Problem to work on: Please pull out the lines of the items running from the line containing "If the blue" through the line containing "[111,53,229,195]", both included, and reproduce them word for word.

[Data items]

- - - - -

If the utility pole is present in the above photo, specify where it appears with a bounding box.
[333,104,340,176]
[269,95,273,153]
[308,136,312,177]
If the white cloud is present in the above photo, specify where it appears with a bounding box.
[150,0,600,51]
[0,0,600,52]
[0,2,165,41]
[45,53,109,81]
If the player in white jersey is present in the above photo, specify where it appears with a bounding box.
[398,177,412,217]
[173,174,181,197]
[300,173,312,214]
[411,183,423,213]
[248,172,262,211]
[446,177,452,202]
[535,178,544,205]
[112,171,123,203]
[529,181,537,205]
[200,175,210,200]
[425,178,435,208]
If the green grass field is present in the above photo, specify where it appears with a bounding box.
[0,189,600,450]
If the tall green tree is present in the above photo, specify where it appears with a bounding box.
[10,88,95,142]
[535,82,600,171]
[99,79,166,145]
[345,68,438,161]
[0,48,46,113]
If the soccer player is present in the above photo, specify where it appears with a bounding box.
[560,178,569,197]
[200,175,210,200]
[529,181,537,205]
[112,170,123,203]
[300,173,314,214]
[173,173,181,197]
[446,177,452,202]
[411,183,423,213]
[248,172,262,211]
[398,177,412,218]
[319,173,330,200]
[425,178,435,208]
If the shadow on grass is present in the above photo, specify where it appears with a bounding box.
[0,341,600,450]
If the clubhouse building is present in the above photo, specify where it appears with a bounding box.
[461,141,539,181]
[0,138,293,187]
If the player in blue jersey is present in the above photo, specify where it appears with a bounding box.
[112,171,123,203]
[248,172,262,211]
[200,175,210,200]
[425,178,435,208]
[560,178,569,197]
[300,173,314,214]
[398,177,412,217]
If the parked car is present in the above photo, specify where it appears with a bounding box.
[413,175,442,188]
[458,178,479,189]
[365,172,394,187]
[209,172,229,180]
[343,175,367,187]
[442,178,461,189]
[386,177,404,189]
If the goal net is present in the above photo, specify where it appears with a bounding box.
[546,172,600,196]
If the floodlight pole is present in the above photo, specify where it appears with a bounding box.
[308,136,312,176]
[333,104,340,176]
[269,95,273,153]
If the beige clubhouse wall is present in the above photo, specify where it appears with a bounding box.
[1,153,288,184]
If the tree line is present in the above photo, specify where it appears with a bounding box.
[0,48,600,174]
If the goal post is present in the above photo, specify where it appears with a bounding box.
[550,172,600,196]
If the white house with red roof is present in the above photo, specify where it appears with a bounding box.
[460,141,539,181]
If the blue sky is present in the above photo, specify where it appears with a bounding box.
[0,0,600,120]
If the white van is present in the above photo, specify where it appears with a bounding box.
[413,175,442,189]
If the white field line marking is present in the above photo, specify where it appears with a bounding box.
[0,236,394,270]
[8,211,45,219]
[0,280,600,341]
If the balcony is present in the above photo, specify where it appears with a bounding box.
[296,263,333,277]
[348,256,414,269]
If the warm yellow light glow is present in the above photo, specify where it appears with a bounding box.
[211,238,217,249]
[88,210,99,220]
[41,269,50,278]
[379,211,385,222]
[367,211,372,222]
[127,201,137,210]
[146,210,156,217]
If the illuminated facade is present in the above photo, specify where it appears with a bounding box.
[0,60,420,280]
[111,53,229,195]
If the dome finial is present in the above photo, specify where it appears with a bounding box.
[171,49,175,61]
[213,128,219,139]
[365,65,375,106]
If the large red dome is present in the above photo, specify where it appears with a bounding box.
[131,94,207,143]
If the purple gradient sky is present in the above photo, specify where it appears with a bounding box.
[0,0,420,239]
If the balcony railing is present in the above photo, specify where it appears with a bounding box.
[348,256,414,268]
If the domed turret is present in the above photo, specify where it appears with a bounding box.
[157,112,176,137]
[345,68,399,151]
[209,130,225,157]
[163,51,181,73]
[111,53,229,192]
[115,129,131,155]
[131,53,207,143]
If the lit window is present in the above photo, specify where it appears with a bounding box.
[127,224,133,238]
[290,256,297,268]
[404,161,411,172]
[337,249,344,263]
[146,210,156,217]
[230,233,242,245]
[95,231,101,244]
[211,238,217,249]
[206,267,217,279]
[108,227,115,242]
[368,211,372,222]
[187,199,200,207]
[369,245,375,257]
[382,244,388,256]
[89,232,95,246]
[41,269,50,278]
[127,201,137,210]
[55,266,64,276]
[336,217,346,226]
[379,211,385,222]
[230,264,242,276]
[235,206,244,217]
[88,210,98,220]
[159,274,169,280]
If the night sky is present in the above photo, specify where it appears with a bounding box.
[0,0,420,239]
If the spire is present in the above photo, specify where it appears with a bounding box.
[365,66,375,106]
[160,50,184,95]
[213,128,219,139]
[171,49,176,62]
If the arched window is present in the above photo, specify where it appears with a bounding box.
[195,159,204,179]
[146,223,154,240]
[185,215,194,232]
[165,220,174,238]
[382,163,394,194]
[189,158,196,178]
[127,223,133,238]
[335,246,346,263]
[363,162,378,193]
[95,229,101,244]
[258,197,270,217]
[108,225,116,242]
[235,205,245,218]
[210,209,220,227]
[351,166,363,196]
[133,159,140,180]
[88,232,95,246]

- - - - -

Solution to this problem:
If the blue sky is present in the above photo, specify where it appears with a bounding box.
[0,0,600,120]
If the white van is present in the above photo, specify where it appears with a bounding box.
[413,175,442,189]
If the white field line marking is present in the above photo, specify where it appears with a bounding box.
[0,236,394,270]
[8,211,45,219]
[0,280,600,341]
If the balcony is present in the above photo, specify where it appears with a bounding box.
[296,263,333,277]
[348,256,414,269]
If the warm yellow light glow is present in the above photo, specify where it appears with a bounding box.
[211,238,217,249]
[88,210,99,220]
[41,269,50,278]
[379,211,385,222]
[367,211,372,222]
[127,201,137,210]
[146,210,156,217]
If the illuminated facade is present in the above photo, specify where it appears with a bounding box.
[0,60,420,280]
[111,53,229,195]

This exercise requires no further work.